§ **DEINE AUFGABEN**:
1. In welcher Auflage ist die CD laut der CD-Besprechung erschienen?
2. Schreib die Auflistung von der Zeile mit „Target: boat gunwale“ bis zu ihrem Ende neu und ersetze dabei überall „Drop a pin“ durch „Place a marker“, ohne sonst etwas zu ändern.

§ **AUSGANGSTEXT**:

>>>>>

Ausgabe 5 7/98

FolkWorld CD-Besprechungen

Lecker Sachen "... und der brennende CD-Brenner"
Label: Eigenverlag; Best. Nr. Vision Science Nr. 5; Spielzeit: 30.51 min
Hier ist sie endlich - die von den Fans lange erwartete erste CD der neuen Kultband Lecker Sachen. Diese CD, die in einer Auflage von nur 150 Exemplaren erschienen ist und somit wahrscheinlich heute schon vergriffen ist, soll aber nur ein Vorgeschmack für die engsten Fans sein auf die erste 'richtige' CD der Sachen.
Selbst nennen sie ihre Musik folkhippop; Lecker Sachen vermengen verschiedenste Musikstile wie Celtic Folk, Pop, Jazz, deutscher Rap und Hiphop - ohne daß sich das ganze beißt! Auf diesem Album finden sich alle Titel, die bisher auf ihren Demo-Cassetten erschienen sind - die Lieder Lecker Sachen, Ich lieb Dich Immer noch, Zurück An diesen Ort, Land in Sicht, Ich Nehm Dich mit. Ergänzt wird das ganze durch zwei spannende Instrumentaltitel, bei der Frontmann Markus Brachtendorf's Flöte in einer modernen und spannenden Arrangierung Erinnerungen an Ian Anderson weckt - dabei aber über den keltisch angehauchten Melodien auch der Klang eines Saxophones liegt.

<<<<<

§ **ÜBUNGSMATERIAL**:

>>>>>

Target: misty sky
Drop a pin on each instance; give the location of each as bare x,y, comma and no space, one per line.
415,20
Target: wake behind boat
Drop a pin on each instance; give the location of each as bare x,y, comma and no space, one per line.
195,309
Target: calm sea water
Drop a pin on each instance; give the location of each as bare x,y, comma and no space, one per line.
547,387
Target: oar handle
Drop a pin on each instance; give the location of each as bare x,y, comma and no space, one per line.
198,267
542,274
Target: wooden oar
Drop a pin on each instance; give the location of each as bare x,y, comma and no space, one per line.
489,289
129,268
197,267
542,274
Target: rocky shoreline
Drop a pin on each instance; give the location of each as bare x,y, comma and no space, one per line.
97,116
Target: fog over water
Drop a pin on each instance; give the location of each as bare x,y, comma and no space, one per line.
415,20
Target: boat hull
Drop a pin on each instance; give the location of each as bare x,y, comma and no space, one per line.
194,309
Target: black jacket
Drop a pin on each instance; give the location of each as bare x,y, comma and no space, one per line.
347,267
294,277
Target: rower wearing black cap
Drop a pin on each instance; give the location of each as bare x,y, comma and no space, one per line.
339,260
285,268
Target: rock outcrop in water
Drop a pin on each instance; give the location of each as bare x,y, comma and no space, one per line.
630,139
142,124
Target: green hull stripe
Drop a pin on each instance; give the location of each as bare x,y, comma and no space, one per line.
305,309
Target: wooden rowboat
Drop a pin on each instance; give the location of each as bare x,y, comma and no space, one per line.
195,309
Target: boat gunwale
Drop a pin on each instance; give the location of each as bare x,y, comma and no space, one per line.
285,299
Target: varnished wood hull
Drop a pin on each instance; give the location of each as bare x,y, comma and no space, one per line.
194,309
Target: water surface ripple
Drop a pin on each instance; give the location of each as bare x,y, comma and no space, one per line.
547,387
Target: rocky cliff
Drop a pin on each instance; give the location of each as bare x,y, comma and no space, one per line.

<<<<<

§ **LÖSUNGEN**:
1. In einer Auflage von nur 150 Exemplaren.

2.
Target: boat gunwale
Place a marker on each instance; give the location of each as bare x,y, comma and no space, one per line.
285,299
Target: varnished wood hull
Place a marker on each instance; give the location of each as bare x,y, comma and no space, one per line.
194,309
Target: water surface ripple
Place a marker on each instance; give the location of each as bare x,y, comma and no space, one per line.
547,387
Target: rocky cliff
Place a marker on each instance; give the location of each as bare x,y, comma and no space, one per line.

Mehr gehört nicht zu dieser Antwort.